__What is required__
Reproduce each record below exactly as written.

- - - - - - -

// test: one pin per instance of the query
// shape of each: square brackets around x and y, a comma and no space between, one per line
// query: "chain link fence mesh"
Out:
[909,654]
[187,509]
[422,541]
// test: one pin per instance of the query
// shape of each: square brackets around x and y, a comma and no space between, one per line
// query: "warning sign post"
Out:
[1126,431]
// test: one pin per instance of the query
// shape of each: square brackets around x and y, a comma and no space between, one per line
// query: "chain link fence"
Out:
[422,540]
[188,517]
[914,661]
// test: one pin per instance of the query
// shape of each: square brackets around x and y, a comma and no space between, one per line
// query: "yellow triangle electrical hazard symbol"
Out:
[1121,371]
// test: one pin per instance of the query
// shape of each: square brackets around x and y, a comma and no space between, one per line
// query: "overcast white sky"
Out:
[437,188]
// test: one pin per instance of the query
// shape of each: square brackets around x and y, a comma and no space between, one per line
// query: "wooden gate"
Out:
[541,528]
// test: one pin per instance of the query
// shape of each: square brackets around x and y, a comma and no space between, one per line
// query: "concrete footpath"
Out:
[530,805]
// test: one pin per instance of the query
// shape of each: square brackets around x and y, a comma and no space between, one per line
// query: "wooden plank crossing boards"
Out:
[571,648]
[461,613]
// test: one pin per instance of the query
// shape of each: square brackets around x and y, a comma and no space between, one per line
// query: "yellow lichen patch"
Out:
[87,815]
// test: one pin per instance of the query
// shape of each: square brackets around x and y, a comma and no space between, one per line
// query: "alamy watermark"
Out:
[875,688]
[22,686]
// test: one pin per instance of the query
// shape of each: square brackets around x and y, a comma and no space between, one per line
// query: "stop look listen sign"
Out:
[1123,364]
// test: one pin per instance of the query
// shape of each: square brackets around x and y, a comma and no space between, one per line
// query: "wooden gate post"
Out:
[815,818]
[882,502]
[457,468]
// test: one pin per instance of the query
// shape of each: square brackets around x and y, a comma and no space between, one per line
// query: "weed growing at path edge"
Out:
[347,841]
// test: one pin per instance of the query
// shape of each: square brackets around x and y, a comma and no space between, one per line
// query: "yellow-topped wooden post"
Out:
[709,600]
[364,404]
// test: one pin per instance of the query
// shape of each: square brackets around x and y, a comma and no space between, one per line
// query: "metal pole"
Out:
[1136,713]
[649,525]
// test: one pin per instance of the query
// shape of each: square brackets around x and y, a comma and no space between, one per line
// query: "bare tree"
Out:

- - - - - - -

__Response for this exercise__
// test: one pin per instance of the query
// shape of each: square brackets around x and y, a comma and no space between, one per line
// query: "chain link fence mesh"
Out:
[909,654]
[187,509]
[422,541]
// test: one pin per instance of the query
// shape of each: square brackets around x and y, a comma and no space between, one per line
// query: "warning sign post"
Out:
[1126,431]
// test: one pin per instance of the query
// shape of each: square brackets around x and y, a comma and no space between, one per line
// query: "chain link fence"
Out:
[422,540]
[188,517]
[914,661]
// test: one pin per instance of the query
// shape of each: square brackets around x and y, a comma and no space between, one per line
// query: "yellow triangle electrical hazard symbol"
Out:
[1121,371]
// test: one pin per instance of the query
// shape of each: square brackets around x and y, a comma and no space between, one per line
// query: "overcast white sky"
Out:
[437,188]
// test: one pin per instance of the query
// shape of each: square brackets around x and y, a comma and no space between, one per line
// query: "wooden gate"
Out:
[541,528]
// test: one pin per instance of the query
// shape of each: square brackets around x and y, a comma and no space between, one per line
// query: "concrete footpath"
Out:
[530,805]
// test: one pin per instance of the query
// shape of each: square brackets around x and y, a comma and no space between, one per line
// query: "wooden plank crossing boards"
Out:
[571,648]
[461,613]
// test: one pin per instance of the query
// shape of each: square brackets around x and y, a comma and no space between, one per line
// query: "yellow lichen patch"
Out:
[87,815]
// test: one pin per instance of the query
// shape of each: square brackets around x and y, a comma and no space between, one per line
// query: "alamy watermark"
Out:
[875,688]
[22,686]
// test: one pin per instance of the query
// shape of each: square brackets around x and y, a comma and no space between, one per line
// query: "stop look listen sign"
Out:
[1123,364]
// test: one pin per instance of the query
// shape of each: square brackets around x and y, a comma and no space between, one per line
// query: "wooden gate post"
Out:
[815,818]
[882,502]
[457,468]
// test: one pin per instance of the query
// shape of each: square brackets around x and y, a comma and no space between, one per line
// query: "weed growing at path edge"
Out:
[347,841]
// test: one pin per instance of the query
// shape of each: square brackets around x and y, a comma and no space between, one per line
// query: "yellow-topped wooden post"
Out:
[709,600]
[364,404]
// test: one pin per instance of the query
// shape of each: square brackets around x and y, a comma and no space between, one per line
// query: "metal pole"
Out:
[1136,713]
[649,525]
// test: one pin per instance of the query
// shape of each: square brackets around x and y, a comma and no space between, one per line
// query: "bare tree"
Out:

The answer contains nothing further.